The data: Begin

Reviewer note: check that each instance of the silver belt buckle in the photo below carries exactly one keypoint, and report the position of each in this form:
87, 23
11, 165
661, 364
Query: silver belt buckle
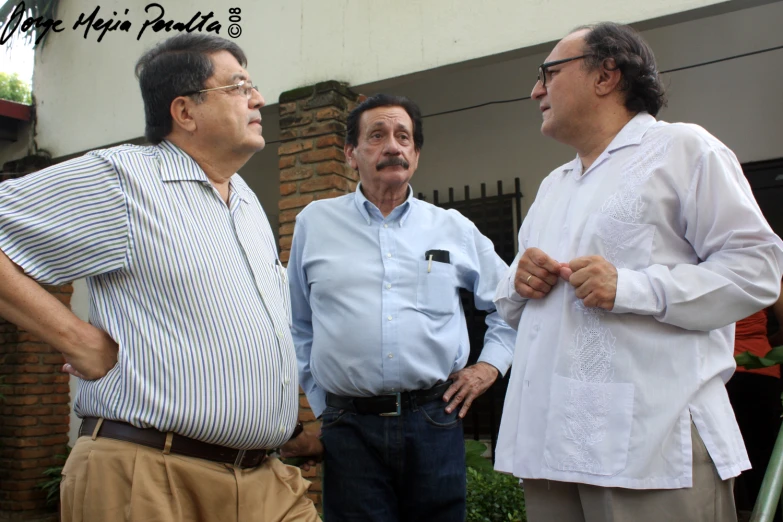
240, 457
399, 407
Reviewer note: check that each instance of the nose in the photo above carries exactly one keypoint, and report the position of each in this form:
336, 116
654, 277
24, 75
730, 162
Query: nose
256, 100
392, 148
538, 90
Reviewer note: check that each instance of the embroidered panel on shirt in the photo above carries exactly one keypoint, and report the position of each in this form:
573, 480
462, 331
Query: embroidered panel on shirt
588, 408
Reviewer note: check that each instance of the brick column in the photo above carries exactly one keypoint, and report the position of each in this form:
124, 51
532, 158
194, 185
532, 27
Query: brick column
34, 415
312, 167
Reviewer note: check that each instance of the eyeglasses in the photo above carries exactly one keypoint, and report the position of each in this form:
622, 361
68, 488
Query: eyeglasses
544, 66
243, 86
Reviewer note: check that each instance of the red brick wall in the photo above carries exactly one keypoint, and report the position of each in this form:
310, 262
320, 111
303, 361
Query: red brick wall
34, 415
312, 167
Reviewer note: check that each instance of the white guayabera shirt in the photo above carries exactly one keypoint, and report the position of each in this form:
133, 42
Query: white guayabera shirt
606, 398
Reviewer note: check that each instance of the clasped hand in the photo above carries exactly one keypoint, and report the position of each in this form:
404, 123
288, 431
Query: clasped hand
594, 278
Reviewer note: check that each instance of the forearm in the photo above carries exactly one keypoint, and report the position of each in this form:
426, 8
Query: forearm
28, 305
696, 297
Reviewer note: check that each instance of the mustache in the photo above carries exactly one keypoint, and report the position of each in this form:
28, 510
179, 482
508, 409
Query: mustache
392, 162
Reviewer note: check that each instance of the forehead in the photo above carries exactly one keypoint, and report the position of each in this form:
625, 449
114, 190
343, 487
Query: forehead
571, 45
226, 67
385, 116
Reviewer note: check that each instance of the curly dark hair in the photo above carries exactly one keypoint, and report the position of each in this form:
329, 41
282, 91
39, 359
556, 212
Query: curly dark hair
385, 100
644, 90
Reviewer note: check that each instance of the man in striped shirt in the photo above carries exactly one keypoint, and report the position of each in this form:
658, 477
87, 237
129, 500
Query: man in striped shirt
187, 367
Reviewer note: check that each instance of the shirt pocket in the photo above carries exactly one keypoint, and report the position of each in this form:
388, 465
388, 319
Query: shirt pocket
625, 245
436, 289
588, 426
285, 293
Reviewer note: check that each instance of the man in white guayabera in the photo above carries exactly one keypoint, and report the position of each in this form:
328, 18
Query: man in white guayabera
635, 260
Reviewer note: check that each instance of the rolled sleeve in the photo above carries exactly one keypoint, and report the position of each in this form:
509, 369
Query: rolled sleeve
66, 222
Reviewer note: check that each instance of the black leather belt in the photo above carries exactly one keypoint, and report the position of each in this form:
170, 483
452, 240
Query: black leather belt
180, 445
391, 405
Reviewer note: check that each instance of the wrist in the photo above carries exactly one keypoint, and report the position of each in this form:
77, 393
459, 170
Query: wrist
297, 430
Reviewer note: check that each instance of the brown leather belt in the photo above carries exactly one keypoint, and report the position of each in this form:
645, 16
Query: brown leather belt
180, 445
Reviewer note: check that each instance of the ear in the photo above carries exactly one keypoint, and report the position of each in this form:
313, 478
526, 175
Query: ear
349, 152
608, 79
181, 110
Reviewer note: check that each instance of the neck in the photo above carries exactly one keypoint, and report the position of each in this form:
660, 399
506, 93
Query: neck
600, 134
218, 165
386, 198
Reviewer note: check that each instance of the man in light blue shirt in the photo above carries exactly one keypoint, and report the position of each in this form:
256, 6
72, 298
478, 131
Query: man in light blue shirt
379, 330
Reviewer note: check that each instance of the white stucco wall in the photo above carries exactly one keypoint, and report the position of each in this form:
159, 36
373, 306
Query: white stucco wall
88, 97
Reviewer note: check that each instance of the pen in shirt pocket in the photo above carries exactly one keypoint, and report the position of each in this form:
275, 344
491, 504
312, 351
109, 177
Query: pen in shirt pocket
441, 256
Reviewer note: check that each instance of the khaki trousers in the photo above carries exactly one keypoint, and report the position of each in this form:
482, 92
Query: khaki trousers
709, 500
106, 480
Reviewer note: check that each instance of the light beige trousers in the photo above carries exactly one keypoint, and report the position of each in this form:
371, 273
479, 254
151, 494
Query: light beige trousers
709, 500
106, 480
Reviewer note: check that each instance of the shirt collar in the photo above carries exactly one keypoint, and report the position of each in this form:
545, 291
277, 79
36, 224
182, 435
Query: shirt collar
368, 210
631, 134
177, 165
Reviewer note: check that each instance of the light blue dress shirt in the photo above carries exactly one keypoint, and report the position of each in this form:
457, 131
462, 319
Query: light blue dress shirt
371, 315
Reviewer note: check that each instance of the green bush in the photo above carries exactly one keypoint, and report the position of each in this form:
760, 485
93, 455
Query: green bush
14, 88
492, 496
54, 476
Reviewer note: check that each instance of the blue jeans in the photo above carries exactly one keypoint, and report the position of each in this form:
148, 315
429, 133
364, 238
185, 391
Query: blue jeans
397, 469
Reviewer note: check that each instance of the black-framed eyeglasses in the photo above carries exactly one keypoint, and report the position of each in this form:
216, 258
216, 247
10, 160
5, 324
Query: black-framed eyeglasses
243, 86
544, 66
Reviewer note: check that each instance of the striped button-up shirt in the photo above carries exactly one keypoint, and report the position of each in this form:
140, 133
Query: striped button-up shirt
191, 289
372, 315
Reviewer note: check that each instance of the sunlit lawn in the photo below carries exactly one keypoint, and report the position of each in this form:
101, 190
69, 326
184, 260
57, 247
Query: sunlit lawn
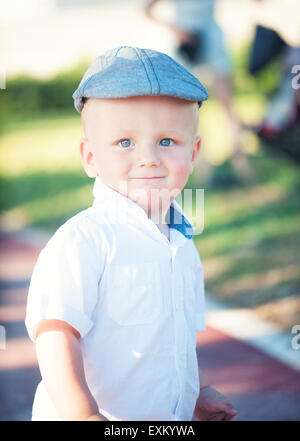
250, 243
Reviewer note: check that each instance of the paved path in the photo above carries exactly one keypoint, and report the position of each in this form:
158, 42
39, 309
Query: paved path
259, 386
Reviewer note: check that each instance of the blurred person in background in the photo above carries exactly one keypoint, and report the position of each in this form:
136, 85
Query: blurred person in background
200, 43
276, 37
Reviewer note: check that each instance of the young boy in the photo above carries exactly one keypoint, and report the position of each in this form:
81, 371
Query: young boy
116, 296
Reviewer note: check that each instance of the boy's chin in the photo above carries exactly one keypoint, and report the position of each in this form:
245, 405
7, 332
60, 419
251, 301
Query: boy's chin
155, 208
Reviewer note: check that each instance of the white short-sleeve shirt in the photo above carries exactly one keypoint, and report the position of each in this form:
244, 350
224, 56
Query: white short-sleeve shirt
136, 298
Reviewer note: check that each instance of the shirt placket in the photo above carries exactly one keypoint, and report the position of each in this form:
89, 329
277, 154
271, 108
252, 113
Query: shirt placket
180, 336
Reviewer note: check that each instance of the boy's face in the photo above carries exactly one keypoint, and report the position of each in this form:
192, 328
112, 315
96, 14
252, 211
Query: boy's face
147, 143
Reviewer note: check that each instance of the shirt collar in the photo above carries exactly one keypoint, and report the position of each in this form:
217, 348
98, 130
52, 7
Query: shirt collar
116, 204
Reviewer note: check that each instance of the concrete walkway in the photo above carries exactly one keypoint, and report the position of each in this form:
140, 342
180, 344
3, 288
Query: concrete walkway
260, 386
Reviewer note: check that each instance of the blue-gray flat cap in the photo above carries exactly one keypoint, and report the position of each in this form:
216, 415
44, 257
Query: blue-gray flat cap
128, 71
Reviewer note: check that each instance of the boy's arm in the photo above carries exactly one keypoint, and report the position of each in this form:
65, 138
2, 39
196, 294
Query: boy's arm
211, 405
61, 365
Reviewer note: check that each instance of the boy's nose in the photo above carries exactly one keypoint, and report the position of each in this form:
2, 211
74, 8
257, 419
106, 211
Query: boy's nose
147, 156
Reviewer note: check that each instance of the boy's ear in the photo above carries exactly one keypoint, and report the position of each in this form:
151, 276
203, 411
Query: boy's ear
87, 158
196, 150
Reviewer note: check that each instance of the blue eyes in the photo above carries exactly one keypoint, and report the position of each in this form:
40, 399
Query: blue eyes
165, 142
125, 142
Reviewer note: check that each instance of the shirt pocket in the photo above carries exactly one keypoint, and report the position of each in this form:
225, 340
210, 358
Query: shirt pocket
135, 296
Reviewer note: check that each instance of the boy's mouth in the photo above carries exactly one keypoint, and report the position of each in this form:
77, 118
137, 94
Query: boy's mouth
152, 177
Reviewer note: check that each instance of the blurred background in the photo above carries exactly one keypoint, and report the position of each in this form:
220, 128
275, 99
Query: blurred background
247, 54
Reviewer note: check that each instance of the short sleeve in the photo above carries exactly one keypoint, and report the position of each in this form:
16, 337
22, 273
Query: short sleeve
65, 279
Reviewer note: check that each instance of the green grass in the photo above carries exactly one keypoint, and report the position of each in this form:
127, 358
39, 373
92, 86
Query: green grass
250, 243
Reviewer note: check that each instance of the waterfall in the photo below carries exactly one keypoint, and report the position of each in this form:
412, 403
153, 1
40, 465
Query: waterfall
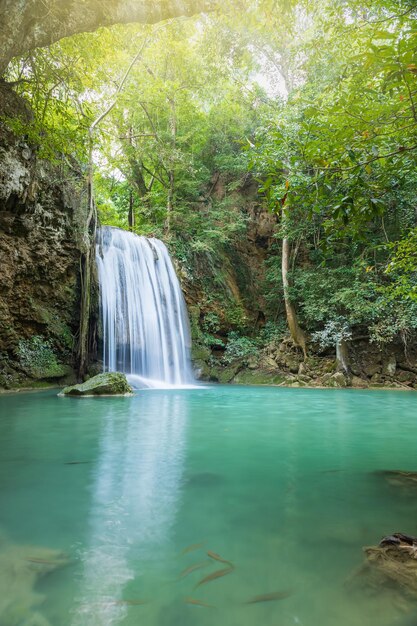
144, 317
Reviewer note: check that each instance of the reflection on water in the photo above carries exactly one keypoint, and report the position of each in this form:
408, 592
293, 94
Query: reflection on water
284, 483
134, 502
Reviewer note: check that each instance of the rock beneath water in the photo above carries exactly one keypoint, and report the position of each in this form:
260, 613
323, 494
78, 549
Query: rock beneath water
400, 479
358, 382
337, 380
105, 384
21, 567
392, 565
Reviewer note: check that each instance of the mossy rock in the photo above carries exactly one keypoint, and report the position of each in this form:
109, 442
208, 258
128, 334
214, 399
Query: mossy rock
105, 384
226, 374
200, 352
257, 377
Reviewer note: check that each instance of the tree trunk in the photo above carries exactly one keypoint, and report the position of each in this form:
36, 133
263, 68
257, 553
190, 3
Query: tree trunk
171, 175
29, 24
296, 332
131, 216
342, 356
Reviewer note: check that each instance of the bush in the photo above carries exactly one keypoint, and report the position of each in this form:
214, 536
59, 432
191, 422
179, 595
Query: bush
239, 347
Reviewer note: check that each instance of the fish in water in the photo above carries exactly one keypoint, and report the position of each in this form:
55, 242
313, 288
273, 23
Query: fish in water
76, 462
41, 561
205, 479
192, 547
217, 557
270, 597
218, 574
193, 568
199, 603
130, 602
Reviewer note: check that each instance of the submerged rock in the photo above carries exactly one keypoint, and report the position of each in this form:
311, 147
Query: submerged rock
21, 567
105, 384
392, 564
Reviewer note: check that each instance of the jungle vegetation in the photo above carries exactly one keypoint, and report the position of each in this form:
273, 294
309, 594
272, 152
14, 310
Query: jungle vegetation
314, 101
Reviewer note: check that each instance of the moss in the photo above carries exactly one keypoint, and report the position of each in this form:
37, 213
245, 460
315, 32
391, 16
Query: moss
38, 359
226, 374
200, 352
257, 377
105, 384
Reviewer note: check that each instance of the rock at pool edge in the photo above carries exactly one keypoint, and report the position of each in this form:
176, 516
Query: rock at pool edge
105, 384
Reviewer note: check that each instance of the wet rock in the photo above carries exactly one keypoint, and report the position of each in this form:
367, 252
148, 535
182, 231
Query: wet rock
359, 383
227, 374
391, 565
105, 384
258, 377
371, 369
21, 568
407, 378
302, 369
337, 380
390, 366
402, 479
376, 379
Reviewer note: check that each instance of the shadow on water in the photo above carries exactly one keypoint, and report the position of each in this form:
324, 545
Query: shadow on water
134, 503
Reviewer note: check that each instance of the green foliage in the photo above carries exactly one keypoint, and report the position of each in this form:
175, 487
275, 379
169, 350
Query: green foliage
239, 347
37, 356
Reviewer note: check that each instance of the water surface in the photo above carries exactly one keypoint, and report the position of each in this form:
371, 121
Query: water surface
281, 482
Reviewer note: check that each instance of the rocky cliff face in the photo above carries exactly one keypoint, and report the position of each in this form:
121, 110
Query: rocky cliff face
41, 214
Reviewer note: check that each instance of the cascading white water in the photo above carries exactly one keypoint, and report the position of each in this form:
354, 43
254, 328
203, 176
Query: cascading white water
144, 316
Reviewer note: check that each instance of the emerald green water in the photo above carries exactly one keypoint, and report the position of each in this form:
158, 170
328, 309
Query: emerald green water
278, 481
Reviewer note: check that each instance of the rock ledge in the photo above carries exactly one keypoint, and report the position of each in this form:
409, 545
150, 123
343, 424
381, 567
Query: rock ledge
105, 384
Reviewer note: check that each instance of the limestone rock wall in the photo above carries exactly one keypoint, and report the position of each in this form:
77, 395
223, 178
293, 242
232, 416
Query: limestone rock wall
41, 216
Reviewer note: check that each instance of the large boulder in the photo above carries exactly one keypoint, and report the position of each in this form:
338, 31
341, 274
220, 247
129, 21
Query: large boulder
105, 384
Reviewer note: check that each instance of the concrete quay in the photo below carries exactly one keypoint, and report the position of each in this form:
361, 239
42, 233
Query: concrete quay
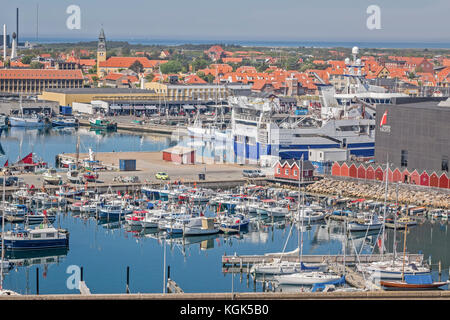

The data: End

_Work task_
From the entries, copy every line in which the string "quay" can be found.

_Exercise output_
Reviewer note: check that each instance of the concrete quay in the photo below carries exactly one keypoint, and report the position of each in this form:
Query: concrete quay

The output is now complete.